PASSAGE SHOWN:
• • • • • • •

Ueli Aebi  is a Swiss structural biologist and co-founder of the Maurice E. Müller Institute for Structural Biology at the Biozentrum University of Basel.

Life 
Aebi studied physics, mathematics, and molecular biology at the Universities of Bern and Basel from 1967 to 1974, graduating in 1977 in biophysics at the University of Basel. After establishing his academic career in the United States (University of California, Los Angeles, Johns Hopkins University School of Medicine), in 1986 he returned to the Biozentrum as professor of structural biology. He was co-founder of the Maurice E. Müller Institute for Structural Biology and its director from 1986 until reaching emeritus status in 2011.

Work 
Aebi is recognized as a pioneer in integrative structural biology as well as mechano- and nanobiology. His work focused on the elucidation of the structure, function and assembly of the cyto- and nucleoskeleton and the nuclear pore complex (NPC), as well as the amyloid fibrils that are a hallmark of Alzheimer's disease. He studied the architecture of diverse supramolecular assemblies using a combination of light, electron and atomic force microscopy, X-ray crystallography, and protein engineering. Among others, Aebi determined the 3-dimensional structure of the NPC by cryo-electron tomography.

• • • • • • •

INFORMATION PROVIDED:

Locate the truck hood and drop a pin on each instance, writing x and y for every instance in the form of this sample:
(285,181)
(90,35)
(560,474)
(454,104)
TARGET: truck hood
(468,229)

• • • • • • •

ASSIGNMENT 1:
Based on the passage about Ueli Aebi, decide whether each statement agrees with it. Answer yes or no, and quote the words that settle each one.
(a) Aebi graduated in biophysics at the University of Bern.
(b) Aebi directed the Maurice E. Müller Institute for Structural Biology from 1986 until 2011.
(c) Aebi determined the 3-dimensional structure of the NPC by X-ray crystallography.
ASSIGNMENT 2: Translate this sentence from the passage about Ueli Aebi into French: "Aebi is recognized as a pioneer in integrative structural biology as well as mechano- and nanobiology."

OUTPUT 1:
(a) No: "graduating in 1977 in biophysics at the University of Basel."
(b) Yes: "its director from 1986 until reaching emeritus status in 2011."
(c) No: "Aebi determined the 3-dimensional structure of the NPC by cryo-electron tomography."

OUTPUT 2: Aebi est reconnu comme un pionnier de la biologie structurale intégrative ainsi que de la mécanobiologie et de la nanobiologie.